* **DIRECTIONS FOR THIS TASK**: Output every line of the records below as a JSON list of strings, one string per line, with blank lines omitted. Leave the pictures out of the answer.

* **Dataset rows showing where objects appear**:

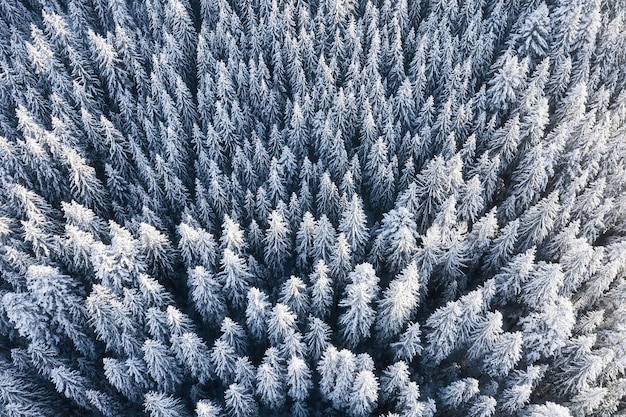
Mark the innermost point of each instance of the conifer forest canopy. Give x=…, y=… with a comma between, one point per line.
x=307, y=208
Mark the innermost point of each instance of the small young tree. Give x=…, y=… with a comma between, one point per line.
x=359, y=315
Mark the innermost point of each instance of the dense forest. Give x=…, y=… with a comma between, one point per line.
x=399, y=208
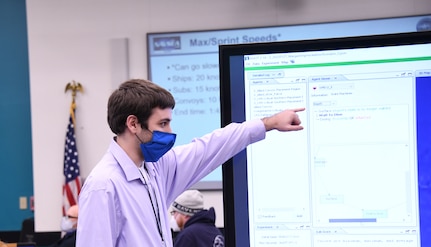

* **PROBLEM SOLUTION**:
[
  "Mark the innermost point of each instance of the conifer forest canopy. Give x=…, y=… with a comma between, one point per line.",
  "x=307, y=208",
  "Mark the innermost point of each instance of the small young tree. Give x=…, y=… with a comma between, one point per line.",
  "x=359, y=315",
  "Mark the innermost point of each instance of the dense forest. Give x=…, y=… with a comma between, one point per line.",
  "x=399, y=208"
]